__The records__.

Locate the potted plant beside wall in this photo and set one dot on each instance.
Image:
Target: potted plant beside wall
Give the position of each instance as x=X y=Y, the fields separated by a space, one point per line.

* * *

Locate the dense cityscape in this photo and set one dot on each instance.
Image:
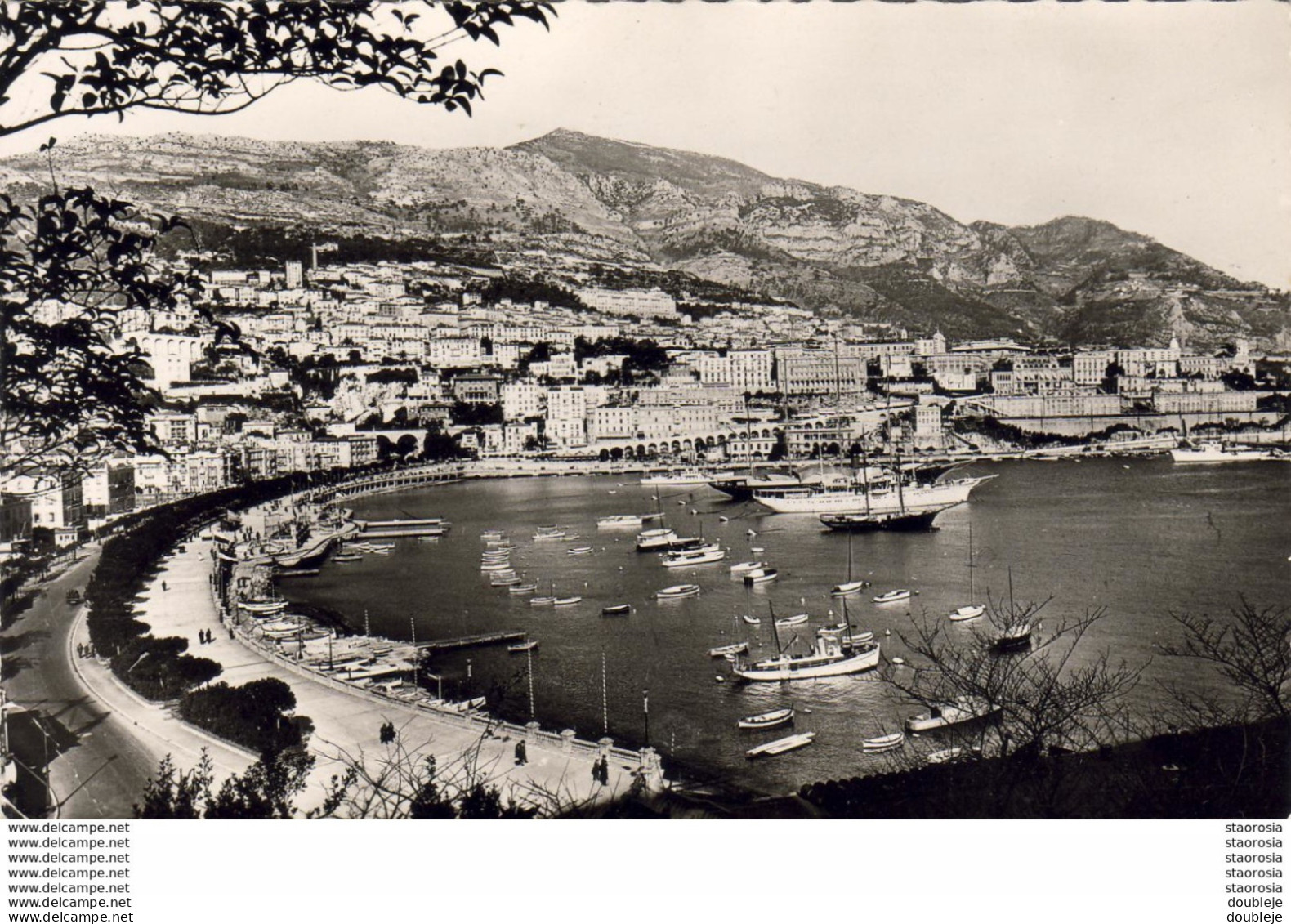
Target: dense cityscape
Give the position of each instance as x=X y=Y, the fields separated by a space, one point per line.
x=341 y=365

--

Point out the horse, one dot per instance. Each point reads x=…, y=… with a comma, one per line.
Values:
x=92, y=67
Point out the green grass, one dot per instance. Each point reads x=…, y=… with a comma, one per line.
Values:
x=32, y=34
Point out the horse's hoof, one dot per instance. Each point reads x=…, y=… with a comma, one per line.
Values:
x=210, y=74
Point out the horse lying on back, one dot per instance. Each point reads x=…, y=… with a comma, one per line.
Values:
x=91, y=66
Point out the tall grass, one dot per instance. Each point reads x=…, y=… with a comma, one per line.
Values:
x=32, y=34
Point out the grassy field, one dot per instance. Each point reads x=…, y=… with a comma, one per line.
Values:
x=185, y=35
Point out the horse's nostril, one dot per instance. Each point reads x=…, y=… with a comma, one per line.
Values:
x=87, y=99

__Required action__.
Among the lines of the material, find those holding the word "Locate" and return them.

__Response area__.
Locate the potted plant beside wall in this photo and set one dot on each instance.
Locate the dense cityscape in this photo and set one dot on each instance.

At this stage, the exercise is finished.